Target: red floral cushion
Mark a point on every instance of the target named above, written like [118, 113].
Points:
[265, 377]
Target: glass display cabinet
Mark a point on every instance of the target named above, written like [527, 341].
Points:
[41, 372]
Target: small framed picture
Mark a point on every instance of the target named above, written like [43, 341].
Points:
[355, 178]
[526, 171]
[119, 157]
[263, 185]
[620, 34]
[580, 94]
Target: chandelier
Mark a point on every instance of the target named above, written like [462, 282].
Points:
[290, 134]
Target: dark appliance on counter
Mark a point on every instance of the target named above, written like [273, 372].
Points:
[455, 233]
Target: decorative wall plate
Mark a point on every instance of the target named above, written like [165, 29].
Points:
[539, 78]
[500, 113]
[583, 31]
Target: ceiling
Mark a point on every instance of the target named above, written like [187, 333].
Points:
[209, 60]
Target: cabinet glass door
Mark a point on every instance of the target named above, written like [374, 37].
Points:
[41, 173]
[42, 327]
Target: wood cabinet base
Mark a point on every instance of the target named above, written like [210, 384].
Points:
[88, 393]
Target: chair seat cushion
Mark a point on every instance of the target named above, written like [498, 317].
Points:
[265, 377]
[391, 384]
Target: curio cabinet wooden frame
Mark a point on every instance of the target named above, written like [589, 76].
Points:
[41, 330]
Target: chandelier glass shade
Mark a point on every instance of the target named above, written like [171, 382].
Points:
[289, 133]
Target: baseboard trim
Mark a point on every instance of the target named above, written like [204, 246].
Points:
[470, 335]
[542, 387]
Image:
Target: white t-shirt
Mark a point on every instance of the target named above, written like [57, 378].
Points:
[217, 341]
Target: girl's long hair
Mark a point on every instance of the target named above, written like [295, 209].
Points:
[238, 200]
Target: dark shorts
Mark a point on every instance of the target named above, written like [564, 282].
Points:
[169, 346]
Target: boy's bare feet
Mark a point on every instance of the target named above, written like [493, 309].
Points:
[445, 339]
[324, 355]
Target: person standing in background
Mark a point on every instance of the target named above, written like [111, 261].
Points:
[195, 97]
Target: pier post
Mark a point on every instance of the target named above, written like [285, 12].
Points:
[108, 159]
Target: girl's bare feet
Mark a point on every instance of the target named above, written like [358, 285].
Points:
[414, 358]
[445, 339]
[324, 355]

★ ★ ★

Copy the material verbatim from the line with "Target: girl's bare feet" to the end.

Target: girl's bare feet
Mark a point on every instance of the target named above, written like [358, 285].
Points:
[414, 358]
[445, 339]
[324, 355]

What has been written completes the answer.